• TEXTE SOURCE:

Lieve Goemaere · Officiante laïque
Avec la rédaction1

Mise en ligne le 17 février 2023

Célébrer une naissance, réaliser une transition, se marier, faire ses adieux : une cérémonie laïque marque toujours une étape importante dans la vie. Il y a tant à exprimer à ce moment-là, même si les mots justes peuvent être difficiles à trouver.

Photo © Shutterstock

« Ce que je viens de vous dire sur mon père, vous ne devriez certainement pas le mentionner lors de la cérémonie » : une phrase que j’entends régulièrement sous différentes formes en tant qu’officiante laïque dans une huisvandeMens (équivalent néerlandophone des maisons de la laïcité). Les proches veulent parfois m’expliquer personnellement la vraie nature du défunt – en n’abordant généralement pas que ses qualités – mais ces traits de caractère sont tus au moment de la cérémonie.

Parler sans fard

Je n’en fais pas seulement l’expérience lors de la préparation des cérémonies d’adieu. Cela se produit également quand je prépare des moments plus agréables, comme les cérémonies de mariage. « Parlez-moi de vos racines » est l’une des questions ouvertes que je pose toujours et à laquelle j’obtiens des réponses très diverses. Parfois, tout n’est qu’harmonie ; d’autres fois, j’entends des histoires de portes de chambre barricadées pour éviter les coups ou d’enfants utilisés en tant que pions lors de divorces compliqués. La vie n’est certainement pas rose partout.

• TRAVAIL DEMANDÉ: Reprenez le texte ci-dessus sur les cérémonies laïques et poursuivez-le à la suite de sa dernière phrase.

• DONNÉES SOURCES:
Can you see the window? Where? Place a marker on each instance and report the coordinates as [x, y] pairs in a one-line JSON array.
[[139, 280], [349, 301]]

• RÉPONSE:
Non pas que je construise la cérémonie autour de ces thèmes, au contraire. Ce que j’essaie, c’est de m’exprimer le plus honnêtement possible. Sans enjoliver les choses et sans rouvrir de vieilles blessures. Je ne parle pas d’une enfance heureuse si je sais que ce n’était pas le cas. Je ne m’adresse pas aux parents des mariés si je sais qu’il s’agit d’un sujet sensible. J’évoque éventuellement les blessures graves avec des termes vagues, mais c’est tout. Heureusement, de telles choses sont faciles à éviter lors d’une cérémonie de mariage : il n’est pas question de se lancer dans une introspection thérapeutique du passé, mais de se concentrer sur le couple de futurs mariés.

Peser les mots

Une cérémonie d’adieu entraîne bien sûr un inévitable regard sur le passé. Je me souviens très bien d’une histoire en particulier. Un homme était venu préparer la cérémonie d’adieu de sa mère. « J’ai reçu tellement d’appels d’amis. Ils me disent tous la même chose : “Tu es soulagé qu’elle soit morte, n’est-ce pas ? Vous êtes enfin débarrassé de cette vieille sorcière !” » Indéniablement, cet homme avait souffert avec ses deux parents. Enfant, il avait une place fixe à table, entre père et mère, pour qu’ils puissent facilement le frapper quand il se conduisait mal, et cela arrivait très souvent à leurs yeux. Une minute de retard, un petit pois tombé de la fourchette, un rire trop gai : tout pouvait lui valoir une raclée. « Mais je ne veux quand même pas la mettre sous terre comme un chien. Malgré tout, elle reste ma mère », m’a expliqué le fils endeuillé.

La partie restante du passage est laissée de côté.